* _Extrait du texte_
En cette fin d’été, nous sommes invités à réfléchir et méditer sur « notre croix », entendue comme le chemin de vie que chacun de nous suit de manière unique et personnelle. Comment vivons-nous les grands événements qui jalonnent notre parcours et sur lesquels nous n’avons aucune prise: est-ce que nous nous révoltons, est-ce que nous nous résignons, est-ce que nous les acceptons, voire les accueillons?

Dans l’évangile de ce jour, Pierre est révolté. Il ne se reconnaît pas dans le portrait du messie qui se dégage des paroles de Jésus et ne peut pas accepter ce destin funeste qui attend son Maître et ami à Jérusalem. Non le Messie de sa profession de foi, « le Fils du Dieu Vivant » ne peut subir un tel sort! La réaction de Pierre nous semble bien humaine: spontanément, il a le réflexe de vouloir protéger Jésus du terrible destin qui l’attend à Jérusalem. Mais a-t-il une notion juste du messie? Apparemment non ! La profession de foi de Pierre semble porter sur un malentendu, et traduit un faux espoir de libération de type politique.

* _Données fournies_

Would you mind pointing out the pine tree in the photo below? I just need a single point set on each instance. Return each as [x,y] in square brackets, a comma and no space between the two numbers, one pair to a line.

* _Consigne_
Poursuivez, s'il vous plaît, le texte sur « notre croix » et la révolte de Pierre à partir de sa dernière phrase. Les lignes n'ont aucun rôle à jouer ici.

* _Réponse attendue_
Jésus entreprend donc d’élucider ce malentendu. Il se dévoile un peu plus en indiquant le chemin qui conduit à la gloire du Messie:«la passion, la mort et finalement la gloire de la résurrection ». Un portrait du messie peu flatteur. C’est un Messie fragile ! Mais Pierre, et comme lui, un peu chacun de nous, nous ne comprenons pas ! Car nous avons une fausse image du Messie, et nourrissons d’autres attentes de lui. Comme Pierre, nous sommes donc déçus. Car le portrait du messie qui se dessine dans l’évangile n’est pas celui (d’un messie) qui domine les forces du mal et de la violence, mais c’est un Messie qui subit la violence, qu’on attrape aisément et qu’on met à mort. Il n’est pas celui qu’on adule et qu’on applaudit comme une vedette, mais un messie bafoué qu’on cloue à une croix.

Aujourd’hui, la Covid19 a mis à nue notre fragilité face à la maladie: des vies emportées, pertes d’emplois, nos vies sont paralysées…: nous nous barricadons devant la souffrance, nous la fuyons ou nous essayons de l’éviter. Et pourtant, elle existe. Et quand elle frappe à notre porte, sous les traits de la vieillesse, de la maladie, de la mort ou sous le visage de l’échec ou de la souffrance morale, quand elle frappe à notre porte, elle nous renverse, nous écrase… oui, nous réagissons mal devant la souffrance. Comme Pierre, nous ne comprenons pas que le Messie nous invite à porter chacun sa croix et à le suivre.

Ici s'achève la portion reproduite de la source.